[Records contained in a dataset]

---------------

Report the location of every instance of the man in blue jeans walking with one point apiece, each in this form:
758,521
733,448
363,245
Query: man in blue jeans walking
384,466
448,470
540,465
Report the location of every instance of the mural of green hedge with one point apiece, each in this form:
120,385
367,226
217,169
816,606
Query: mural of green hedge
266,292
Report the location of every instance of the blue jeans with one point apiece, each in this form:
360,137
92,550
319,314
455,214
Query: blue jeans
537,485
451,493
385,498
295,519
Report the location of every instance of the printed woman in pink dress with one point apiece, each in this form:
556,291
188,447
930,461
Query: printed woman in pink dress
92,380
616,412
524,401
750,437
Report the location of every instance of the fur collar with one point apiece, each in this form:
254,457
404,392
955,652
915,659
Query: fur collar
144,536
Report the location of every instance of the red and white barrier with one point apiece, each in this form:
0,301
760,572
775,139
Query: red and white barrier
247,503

---------------

* [TASK]: Reproduce every item above in full, including each request and its sample points unchanged, but multiply every answer coordinate by 1.75 and round it to the nearest whole number, rounding halves up.

* [WRITTEN RESPONSE]:
Report the location of every instance of the man in blue jeans walking with one point apiece, each in this form:
758,521
733,448
363,245
Query: man in blue jeans walking
672,816
784,823
945,814
Report the location of every instance of the mural of green hedge with one point apiece, each in this form:
120,385
367,226
217,169
816,606
Query: mural of green hedge
466,511
Report the location of every instance of the blue jeans with one point apiece, each in this form:
360,137
92,550
319,314
455,214
Query: blue jeans
940,849
789,863
674,872
516,908
Report the location of every instance of the printed woman in pink dress with one point apiece, each in this form:
556,291
188,447
930,461
Query: printed woman in pink dress
161,665
1078,721
917,702
1313,765
Report the location of every instance of the fur collar with one point apiece, each in this form:
254,457
404,392
955,652
915,659
Query: fur collar
252,938
Report the location of every instance of the red and white barrier with one point apiece, each in this form:
0,301
760,572
775,139
Query: red and white barrier
432,880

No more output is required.